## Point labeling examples
**********
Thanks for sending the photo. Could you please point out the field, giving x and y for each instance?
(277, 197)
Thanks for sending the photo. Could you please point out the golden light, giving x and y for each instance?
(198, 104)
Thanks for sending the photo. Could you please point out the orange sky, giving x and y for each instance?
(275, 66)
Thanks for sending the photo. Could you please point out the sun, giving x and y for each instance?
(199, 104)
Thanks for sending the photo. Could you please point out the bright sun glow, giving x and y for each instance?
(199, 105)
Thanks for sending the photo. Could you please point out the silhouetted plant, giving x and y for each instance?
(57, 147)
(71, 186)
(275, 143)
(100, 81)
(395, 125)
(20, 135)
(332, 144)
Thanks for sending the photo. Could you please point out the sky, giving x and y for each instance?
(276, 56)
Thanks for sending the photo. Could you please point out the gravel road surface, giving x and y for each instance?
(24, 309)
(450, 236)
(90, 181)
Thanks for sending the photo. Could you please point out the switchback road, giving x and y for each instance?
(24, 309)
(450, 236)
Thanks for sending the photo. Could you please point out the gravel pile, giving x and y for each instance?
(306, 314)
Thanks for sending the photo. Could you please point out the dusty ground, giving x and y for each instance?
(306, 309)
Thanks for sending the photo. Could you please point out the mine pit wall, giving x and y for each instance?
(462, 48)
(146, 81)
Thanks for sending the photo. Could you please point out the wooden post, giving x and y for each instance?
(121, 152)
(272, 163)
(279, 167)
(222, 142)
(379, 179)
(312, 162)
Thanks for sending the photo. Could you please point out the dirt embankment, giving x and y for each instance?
**********
## Work to do
Reproduce word for word the lines running from the line containing "wall, giving x and y for each instance?" through the last of the lines.

## Response to the exercise
Thanks for sending the photo. Could you please point out the mine pit wall, giving x and y for each instance?
(462, 48)
(146, 81)
Thanks for sending the photo. Could you please point out the wooden post, giving x and y for each instance?
(121, 152)
(272, 163)
(279, 167)
(222, 142)
(379, 179)
(312, 162)
Thanks for sending the photo. Could you please point out the dirt embankment, giving x and y for each instance?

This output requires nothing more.